- _DATASET ENTRIES_
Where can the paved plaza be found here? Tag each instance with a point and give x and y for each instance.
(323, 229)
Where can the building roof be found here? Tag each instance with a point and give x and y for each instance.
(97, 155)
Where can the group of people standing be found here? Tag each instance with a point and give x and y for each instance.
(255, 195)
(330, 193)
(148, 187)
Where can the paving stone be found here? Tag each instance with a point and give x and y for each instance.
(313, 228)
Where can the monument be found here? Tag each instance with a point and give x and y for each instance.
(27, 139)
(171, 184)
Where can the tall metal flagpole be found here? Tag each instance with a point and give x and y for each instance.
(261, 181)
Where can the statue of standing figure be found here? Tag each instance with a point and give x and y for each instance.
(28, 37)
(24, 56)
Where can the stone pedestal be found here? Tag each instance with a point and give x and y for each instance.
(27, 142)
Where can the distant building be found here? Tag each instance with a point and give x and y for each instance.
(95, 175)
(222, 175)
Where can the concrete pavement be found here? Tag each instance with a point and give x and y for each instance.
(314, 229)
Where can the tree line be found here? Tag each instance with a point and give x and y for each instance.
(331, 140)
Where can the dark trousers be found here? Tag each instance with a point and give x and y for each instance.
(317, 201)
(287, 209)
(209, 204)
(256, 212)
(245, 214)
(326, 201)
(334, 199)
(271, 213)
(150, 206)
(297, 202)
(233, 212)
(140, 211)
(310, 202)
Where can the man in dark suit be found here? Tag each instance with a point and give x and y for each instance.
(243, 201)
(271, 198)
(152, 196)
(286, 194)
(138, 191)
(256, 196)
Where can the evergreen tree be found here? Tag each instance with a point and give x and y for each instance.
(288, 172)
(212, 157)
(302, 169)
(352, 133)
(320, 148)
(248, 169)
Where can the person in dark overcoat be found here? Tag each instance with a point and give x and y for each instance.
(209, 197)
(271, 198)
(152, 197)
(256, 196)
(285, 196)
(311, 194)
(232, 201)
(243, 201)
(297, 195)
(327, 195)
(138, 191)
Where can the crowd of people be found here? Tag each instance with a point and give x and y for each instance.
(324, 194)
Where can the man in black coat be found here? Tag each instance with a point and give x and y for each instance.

- _TASK_
Please quote nothing but the lines from the line with "Where can the building" through the end of the data above, exactly as written, ends included.

- _EXPECTED ANSWER_
Where can the building roof be found here? Tag each instance with a point and give x and y for each instance.
(97, 155)
Where can the group of people standing be found here? Tag each instance with a point and give x and y for each instance.
(255, 195)
(330, 193)
(148, 187)
Where can the paving stone be found here? Tag each instance with a point and give x and y for each instance.
(313, 228)
Where can the monument be found here? Tag each instance with a point and give x and y for each instance.
(27, 139)
(171, 184)
Where can the tall metal flagpole be found here? Tag each instance with a point and give x and y for each instance.
(261, 181)
Where can the statue of standing figure be found here? Tag each instance with a point and give x and y for each instance.
(28, 37)
(24, 56)
Where can the stone pedestal be found here? Tag each instance with a point and give x and y for each instance.
(27, 142)
Where can the distant building be found here? Tag each instance with a point and give x and y for each instance.
(95, 175)
(222, 175)
Where can the concrete pavement be found here? Tag each instance with a point and give x and y for each instance.
(314, 229)
Where can the tree line be found here? Tag each instance with a point and give x and y for each instance.
(331, 140)
Where can the dark trousers be found here? Tag each instance with a point and give x and y for each instance.
(317, 201)
(287, 209)
(209, 204)
(256, 212)
(245, 214)
(326, 201)
(334, 199)
(271, 213)
(150, 206)
(297, 202)
(233, 212)
(140, 211)
(310, 202)
Where can the man in dark suit be found here? Tag each instance with a point and give x and y for each instance.
(243, 201)
(271, 198)
(152, 196)
(286, 194)
(138, 191)
(256, 196)
Where can the evergreen tree be found here? Tag each instance with a point and give x and y for each instance.
(288, 172)
(212, 157)
(302, 169)
(352, 133)
(320, 148)
(248, 169)
Where can the person in dark overcoat be found here? Tag each instance with a point and give x and y for each instance.
(209, 197)
(271, 198)
(152, 197)
(256, 196)
(285, 196)
(311, 194)
(232, 201)
(243, 201)
(297, 195)
(327, 195)
(138, 191)
Where can the crowd of people be found here? Tag each instance with a point and give x and y for each instance.
(324, 194)
Where can the man in black coat be found here? Tag each instance with a point and give x and y for each instance.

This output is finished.